• _What is required_:
What follows is a listing; give it again exactly, in its entirety.

• _Data for processing_:
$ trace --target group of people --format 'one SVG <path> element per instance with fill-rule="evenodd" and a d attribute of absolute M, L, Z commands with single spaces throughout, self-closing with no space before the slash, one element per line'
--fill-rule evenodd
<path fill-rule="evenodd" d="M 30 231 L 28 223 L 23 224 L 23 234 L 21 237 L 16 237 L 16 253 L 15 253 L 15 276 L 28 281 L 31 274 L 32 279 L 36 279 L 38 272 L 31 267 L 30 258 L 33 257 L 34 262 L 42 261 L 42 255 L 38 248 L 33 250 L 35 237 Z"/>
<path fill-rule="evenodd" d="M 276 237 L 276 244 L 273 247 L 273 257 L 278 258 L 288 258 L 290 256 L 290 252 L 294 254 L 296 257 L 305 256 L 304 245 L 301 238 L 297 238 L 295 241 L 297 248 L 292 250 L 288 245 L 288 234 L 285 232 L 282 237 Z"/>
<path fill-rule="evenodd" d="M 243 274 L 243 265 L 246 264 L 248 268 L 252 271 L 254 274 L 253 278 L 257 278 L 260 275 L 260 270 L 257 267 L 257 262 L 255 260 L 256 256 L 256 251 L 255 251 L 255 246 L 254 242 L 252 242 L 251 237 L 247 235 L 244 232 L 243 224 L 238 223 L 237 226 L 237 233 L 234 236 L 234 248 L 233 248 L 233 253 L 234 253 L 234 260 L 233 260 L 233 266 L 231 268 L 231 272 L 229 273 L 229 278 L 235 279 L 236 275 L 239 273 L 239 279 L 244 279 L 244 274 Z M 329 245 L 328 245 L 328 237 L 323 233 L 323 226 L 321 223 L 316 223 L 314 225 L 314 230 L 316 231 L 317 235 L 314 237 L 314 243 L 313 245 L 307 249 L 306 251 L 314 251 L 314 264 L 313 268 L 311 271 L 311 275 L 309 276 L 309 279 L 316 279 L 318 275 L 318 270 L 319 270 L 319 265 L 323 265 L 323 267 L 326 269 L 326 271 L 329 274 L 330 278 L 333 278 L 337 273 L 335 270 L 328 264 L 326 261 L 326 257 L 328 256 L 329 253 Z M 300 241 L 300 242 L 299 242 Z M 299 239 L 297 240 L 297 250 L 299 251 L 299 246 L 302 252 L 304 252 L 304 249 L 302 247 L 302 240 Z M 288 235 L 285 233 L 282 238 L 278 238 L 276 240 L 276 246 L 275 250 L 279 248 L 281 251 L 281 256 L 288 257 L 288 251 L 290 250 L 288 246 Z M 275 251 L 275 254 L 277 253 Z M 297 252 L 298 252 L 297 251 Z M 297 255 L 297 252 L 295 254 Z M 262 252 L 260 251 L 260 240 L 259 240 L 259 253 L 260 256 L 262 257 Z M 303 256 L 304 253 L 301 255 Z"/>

• _Output for this task_:
$ trace --target group of people --format 'one SVG <path> element per instance with fill-rule="evenodd" and a d attribute of absolute M, L, Z commands with single spaces throughout, self-closing with no space before the slash, one element per line'
--fill-rule evenodd
<path fill-rule="evenodd" d="M 30 231 L 28 223 L 23 224 L 23 234 L 21 237 L 16 237 L 16 253 L 15 253 L 15 276 L 28 281 L 31 274 L 32 279 L 36 279 L 38 272 L 31 267 L 30 258 L 33 257 L 34 262 L 42 261 L 42 255 L 38 248 L 33 250 L 35 237 Z"/>
<path fill-rule="evenodd" d="M 276 237 L 276 244 L 273 247 L 273 257 L 278 258 L 288 258 L 290 256 L 290 252 L 294 254 L 296 257 L 305 256 L 304 245 L 301 238 L 297 238 L 295 241 L 297 248 L 292 250 L 288 245 L 288 234 L 285 232 L 282 237 Z"/>
<path fill-rule="evenodd" d="M 243 274 L 243 265 L 246 264 L 248 268 L 252 271 L 254 274 L 253 278 L 257 278 L 260 275 L 260 270 L 257 267 L 257 262 L 255 260 L 256 256 L 256 251 L 255 251 L 255 246 L 254 242 L 252 242 L 251 237 L 247 235 L 244 232 L 243 224 L 238 223 L 237 226 L 237 233 L 234 236 L 234 248 L 233 248 L 233 253 L 234 253 L 234 260 L 233 260 L 233 266 L 231 268 L 231 272 L 229 273 L 229 278 L 235 279 L 236 275 L 239 273 L 239 279 L 244 279 L 244 274 Z M 329 245 L 328 245 L 328 237 L 323 233 L 323 226 L 321 223 L 316 223 L 314 225 L 314 230 L 316 231 L 317 235 L 314 237 L 314 243 L 313 245 L 307 249 L 306 251 L 314 251 L 314 264 L 313 268 L 311 271 L 311 275 L 309 276 L 309 279 L 316 279 L 318 275 L 318 270 L 319 270 L 319 265 L 323 265 L 323 267 L 326 269 L 326 271 L 329 274 L 330 278 L 333 278 L 337 273 L 335 270 L 328 264 L 326 261 L 326 257 L 328 256 L 329 253 Z M 300 241 L 300 242 L 299 242 Z M 299 239 L 297 240 L 297 250 L 299 251 L 299 246 L 302 252 L 304 252 L 304 249 L 302 247 L 302 240 Z M 288 235 L 285 233 L 282 238 L 278 238 L 276 240 L 276 246 L 275 250 L 279 248 L 281 251 L 281 256 L 288 257 L 288 251 L 290 250 L 288 246 Z M 275 251 L 275 254 L 277 253 Z M 297 252 L 298 252 L 297 251 Z M 297 255 L 297 252 L 295 254 Z M 262 252 L 260 251 L 260 240 L 259 240 L 259 253 L 260 256 L 262 257 Z M 303 256 L 304 253 L 301 255 Z"/>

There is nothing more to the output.